Passage to read →
Employer Contributions – The Corporation does not match elective deferrals pursuant to the Plan.


Participant Accounts


Each participant’s account is credited with his or her contribution and an allocation of Plan earnings or losses, and charged with an allocation of administrative expenses. Allocations are based on participant account balances, as defined in the Plan. The benefit to which a participant is entitled is the amount that can be provided from the participant’s vested account.












1. Plan Description (continued)


Vesting


A participant shall at all times have a 100% non-forfeitable interest in the value of his/her account attributable to all contributions made plus or minus investment earnings and losses thereon and related administrative costs.


Transfers from Other Companies’ Qualified Plans


Participants who have an interest in any other qualified employee benefit plan (as described in Section 401(a) of the Internal Revenue Code) may transfer the distributions from those plans directly into the Plan at the discretion of the Administrative Committee of the Corporation (the Plan Administrator).  Participants’ contributions on the accompanying statement of changes in net assets available for benefits for the year ended December 31, 2005 included approximately $87,000 of rollovers from other qualified employee benefit plans.


Distributions


A participant who has attained age 59-1/2 may elect, by filing an application with the Administrative Committee, to withdraw any amount up to 100% of the vested portion of his/her account, for any reason. For participants who have not attained age 59-1/2, the reasons for such withdrawals are restricted to those defined in the Plan.


Upon termination of employment, a participant can elect to have his or her account balance distributed in a single lump sum cash distribution, if requested by the participant. As an alternative, the participant may also elect to leave the related funds in the Plan or transfer the related funds into another qualified plan.

Dataset excerpts about pointing at objects →
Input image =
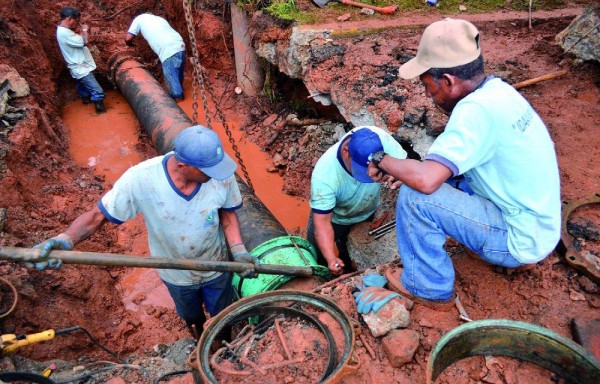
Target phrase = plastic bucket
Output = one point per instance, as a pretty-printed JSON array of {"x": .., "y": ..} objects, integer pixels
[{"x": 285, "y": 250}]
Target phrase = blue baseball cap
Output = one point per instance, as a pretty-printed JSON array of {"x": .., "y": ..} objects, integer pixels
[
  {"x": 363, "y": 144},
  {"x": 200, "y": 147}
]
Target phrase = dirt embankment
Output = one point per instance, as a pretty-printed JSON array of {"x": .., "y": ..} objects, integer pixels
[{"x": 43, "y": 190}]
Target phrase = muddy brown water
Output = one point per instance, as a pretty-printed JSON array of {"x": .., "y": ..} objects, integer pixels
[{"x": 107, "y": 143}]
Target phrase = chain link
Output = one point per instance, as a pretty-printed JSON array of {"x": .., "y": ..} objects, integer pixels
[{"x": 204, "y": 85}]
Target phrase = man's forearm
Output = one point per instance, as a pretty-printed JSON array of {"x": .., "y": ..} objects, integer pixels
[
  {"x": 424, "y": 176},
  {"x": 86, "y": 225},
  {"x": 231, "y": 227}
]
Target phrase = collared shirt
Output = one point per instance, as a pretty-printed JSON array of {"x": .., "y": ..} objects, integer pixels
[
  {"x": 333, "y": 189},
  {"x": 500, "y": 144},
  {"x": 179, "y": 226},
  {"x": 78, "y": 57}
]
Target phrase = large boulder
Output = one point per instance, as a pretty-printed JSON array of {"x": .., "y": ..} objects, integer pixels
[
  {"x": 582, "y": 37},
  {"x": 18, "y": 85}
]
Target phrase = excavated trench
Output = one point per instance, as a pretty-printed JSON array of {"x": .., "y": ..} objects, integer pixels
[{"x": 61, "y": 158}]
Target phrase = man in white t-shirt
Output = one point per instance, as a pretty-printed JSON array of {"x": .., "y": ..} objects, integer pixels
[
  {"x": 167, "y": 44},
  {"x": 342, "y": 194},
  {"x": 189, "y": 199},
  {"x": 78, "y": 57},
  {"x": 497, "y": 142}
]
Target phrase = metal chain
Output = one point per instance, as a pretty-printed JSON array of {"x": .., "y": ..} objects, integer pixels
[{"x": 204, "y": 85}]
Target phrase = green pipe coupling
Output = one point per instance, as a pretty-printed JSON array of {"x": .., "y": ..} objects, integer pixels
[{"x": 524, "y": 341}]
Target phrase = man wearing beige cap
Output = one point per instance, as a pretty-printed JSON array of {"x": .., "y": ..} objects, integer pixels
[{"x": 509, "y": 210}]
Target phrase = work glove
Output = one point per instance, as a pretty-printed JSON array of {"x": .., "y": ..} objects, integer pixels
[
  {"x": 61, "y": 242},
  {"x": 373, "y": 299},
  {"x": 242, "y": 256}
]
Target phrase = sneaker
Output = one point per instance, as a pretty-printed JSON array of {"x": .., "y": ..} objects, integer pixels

--

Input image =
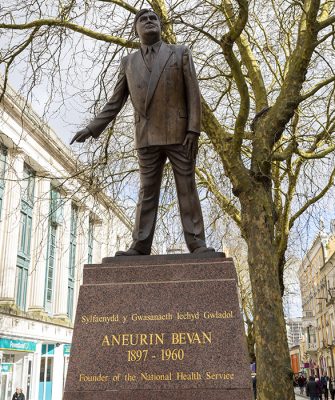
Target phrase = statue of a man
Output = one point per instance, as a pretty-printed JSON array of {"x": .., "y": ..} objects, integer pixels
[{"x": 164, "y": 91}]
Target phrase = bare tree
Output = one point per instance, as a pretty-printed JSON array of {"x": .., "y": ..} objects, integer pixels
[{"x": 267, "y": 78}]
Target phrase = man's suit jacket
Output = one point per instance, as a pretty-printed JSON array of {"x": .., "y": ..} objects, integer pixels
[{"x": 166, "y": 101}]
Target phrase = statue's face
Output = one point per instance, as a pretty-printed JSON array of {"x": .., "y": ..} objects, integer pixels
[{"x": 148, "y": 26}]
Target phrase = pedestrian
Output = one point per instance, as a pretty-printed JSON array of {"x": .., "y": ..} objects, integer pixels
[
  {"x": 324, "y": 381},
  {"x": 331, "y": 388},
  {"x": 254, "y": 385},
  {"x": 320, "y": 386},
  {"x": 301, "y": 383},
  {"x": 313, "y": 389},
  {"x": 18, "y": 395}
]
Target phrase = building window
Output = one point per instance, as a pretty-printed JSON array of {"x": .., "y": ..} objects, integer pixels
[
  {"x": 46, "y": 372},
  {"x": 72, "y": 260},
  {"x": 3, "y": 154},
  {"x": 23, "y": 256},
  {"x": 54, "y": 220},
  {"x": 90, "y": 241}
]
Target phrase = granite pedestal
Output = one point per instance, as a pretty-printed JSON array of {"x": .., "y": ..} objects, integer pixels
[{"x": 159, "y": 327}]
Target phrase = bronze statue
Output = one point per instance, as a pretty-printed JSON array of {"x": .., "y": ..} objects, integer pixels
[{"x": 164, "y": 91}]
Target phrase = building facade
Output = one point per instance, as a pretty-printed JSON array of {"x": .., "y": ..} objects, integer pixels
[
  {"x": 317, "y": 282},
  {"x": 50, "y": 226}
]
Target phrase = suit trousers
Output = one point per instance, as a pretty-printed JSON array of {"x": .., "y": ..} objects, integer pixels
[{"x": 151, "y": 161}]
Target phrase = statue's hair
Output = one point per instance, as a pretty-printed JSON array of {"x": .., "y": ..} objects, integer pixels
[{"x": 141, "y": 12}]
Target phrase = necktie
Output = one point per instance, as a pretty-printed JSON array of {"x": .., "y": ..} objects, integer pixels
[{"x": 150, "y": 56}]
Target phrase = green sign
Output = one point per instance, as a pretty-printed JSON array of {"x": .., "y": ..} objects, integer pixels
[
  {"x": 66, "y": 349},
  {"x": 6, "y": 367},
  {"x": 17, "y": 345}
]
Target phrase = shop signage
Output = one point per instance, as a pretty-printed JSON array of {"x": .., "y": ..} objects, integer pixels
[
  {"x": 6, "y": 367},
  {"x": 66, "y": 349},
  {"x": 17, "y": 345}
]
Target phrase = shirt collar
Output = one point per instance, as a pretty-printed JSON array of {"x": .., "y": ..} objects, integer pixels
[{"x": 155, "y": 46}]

What you should do →
Write out the part of the retirement plan description starting at "Participants who have an" and ending at "those defined in the Plan.", word for word. None of this data is needed here.

Output of the task →
Participants who have an interest in any other qualified employee benefit plan (as described in Section 401(a) of the Internal Revenue Code) may transfer the distributions from those plans directly into the Plan at the discretion of the Administrative Committee of the Corporation (the Plan Administrator).  Participants’ contributions on the accompanying statement of changes in net assets available for benefits for the year ended December 31, 2005 included approximately $87,000 of rollovers from other qualified employee benefit plans.


Distributions


A participant who has attained age 59-1/2 may elect, by filing an application with the Administrative Committee, to withdraw any amount up to 100% of the vested portion of his/her account, for any reason. For participants who have not attained age 59-1/2, the reasons for such withdrawals are restricted to those defined in the Plan.